▶ [RECORDS SUPPLIED]

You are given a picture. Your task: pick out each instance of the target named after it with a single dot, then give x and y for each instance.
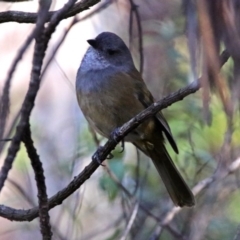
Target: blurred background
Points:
(208, 136)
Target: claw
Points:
(96, 157)
(115, 134)
(110, 156)
(122, 146)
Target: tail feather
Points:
(178, 190)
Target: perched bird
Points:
(110, 91)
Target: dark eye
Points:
(111, 51)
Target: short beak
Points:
(92, 42)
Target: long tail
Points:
(178, 190)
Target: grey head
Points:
(107, 50)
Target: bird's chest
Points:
(102, 107)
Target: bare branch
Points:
(26, 17)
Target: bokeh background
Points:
(101, 209)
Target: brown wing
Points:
(146, 98)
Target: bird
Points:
(110, 91)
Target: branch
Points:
(41, 186)
(26, 17)
(42, 39)
(100, 155)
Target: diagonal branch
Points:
(26, 17)
(101, 154)
(28, 104)
(41, 186)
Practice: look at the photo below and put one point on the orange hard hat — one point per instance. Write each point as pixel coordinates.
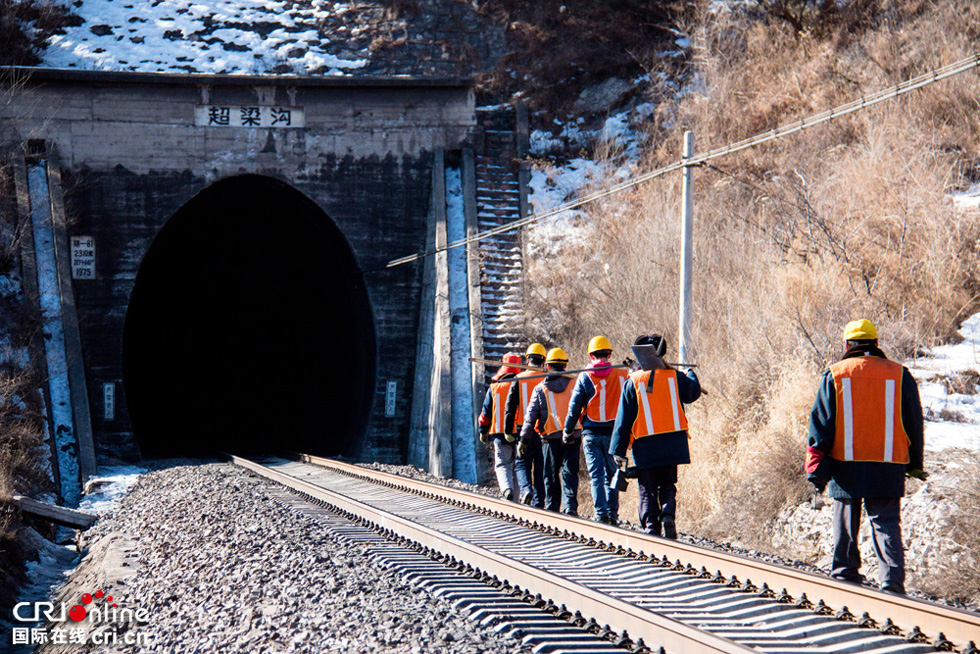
(505, 369)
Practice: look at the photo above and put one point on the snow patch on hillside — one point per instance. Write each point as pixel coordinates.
(214, 36)
(948, 389)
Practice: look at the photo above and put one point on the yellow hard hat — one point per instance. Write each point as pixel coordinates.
(535, 348)
(860, 330)
(599, 343)
(556, 355)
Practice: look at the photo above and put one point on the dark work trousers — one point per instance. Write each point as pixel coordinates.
(553, 450)
(561, 464)
(885, 517)
(658, 496)
(530, 472)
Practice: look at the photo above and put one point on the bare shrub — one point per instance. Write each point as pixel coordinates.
(965, 382)
(792, 239)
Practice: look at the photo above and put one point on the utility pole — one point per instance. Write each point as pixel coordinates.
(687, 228)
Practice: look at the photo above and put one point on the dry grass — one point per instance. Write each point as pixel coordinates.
(792, 239)
(958, 576)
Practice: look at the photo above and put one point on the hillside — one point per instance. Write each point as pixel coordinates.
(871, 215)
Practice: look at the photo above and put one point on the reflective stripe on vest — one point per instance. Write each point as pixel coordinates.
(500, 391)
(869, 419)
(526, 387)
(659, 409)
(556, 413)
(604, 404)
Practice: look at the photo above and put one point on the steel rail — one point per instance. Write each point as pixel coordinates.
(957, 625)
(621, 616)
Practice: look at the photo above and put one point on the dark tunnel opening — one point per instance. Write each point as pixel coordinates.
(249, 328)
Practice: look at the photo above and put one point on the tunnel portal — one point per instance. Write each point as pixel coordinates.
(249, 328)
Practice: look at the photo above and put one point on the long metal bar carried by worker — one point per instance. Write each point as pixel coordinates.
(567, 373)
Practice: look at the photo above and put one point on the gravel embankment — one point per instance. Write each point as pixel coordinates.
(221, 568)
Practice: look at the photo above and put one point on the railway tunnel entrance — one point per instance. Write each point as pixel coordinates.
(249, 328)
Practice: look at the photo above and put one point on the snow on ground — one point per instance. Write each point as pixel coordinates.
(210, 36)
(952, 416)
(105, 491)
(552, 186)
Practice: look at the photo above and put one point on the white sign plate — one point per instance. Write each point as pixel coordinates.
(109, 401)
(226, 115)
(390, 399)
(82, 257)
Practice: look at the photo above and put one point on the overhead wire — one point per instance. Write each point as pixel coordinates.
(864, 102)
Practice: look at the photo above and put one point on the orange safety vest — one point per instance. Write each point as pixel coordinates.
(557, 404)
(525, 388)
(658, 405)
(500, 390)
(869, 411)
(605, 403)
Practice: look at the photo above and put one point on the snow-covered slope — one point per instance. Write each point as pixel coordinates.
(305, 37)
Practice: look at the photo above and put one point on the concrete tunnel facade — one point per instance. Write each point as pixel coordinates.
(239, 294)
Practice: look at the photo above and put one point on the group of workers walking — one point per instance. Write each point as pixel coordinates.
(538, 423)
(865, 437)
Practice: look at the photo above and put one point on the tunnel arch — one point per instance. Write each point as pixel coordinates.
(249, 328)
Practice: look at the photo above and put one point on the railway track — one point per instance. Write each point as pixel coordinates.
(618, 586)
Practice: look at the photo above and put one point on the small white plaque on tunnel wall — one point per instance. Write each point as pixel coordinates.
(82, 257)
(390, 399)
(214, 115)
(109, 401)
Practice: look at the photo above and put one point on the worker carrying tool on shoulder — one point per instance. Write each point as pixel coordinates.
(529, 461)
(595, 399)
(651, 422)
(545, 416)
(865, 437)
(492, 427)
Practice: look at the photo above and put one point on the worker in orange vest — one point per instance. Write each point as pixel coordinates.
(651, 422)
(595, 399)
(545, 419)
(493, 431)
(529, 463)
(865, 437)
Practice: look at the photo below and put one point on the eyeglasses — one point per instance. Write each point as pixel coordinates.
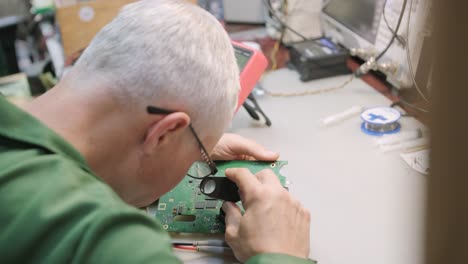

▶ [ACTIVITY] In the records above, find each line with the string "tail" and list it.

▶ [SOLUTION BELOW]
Target: tail feather
Target: long tail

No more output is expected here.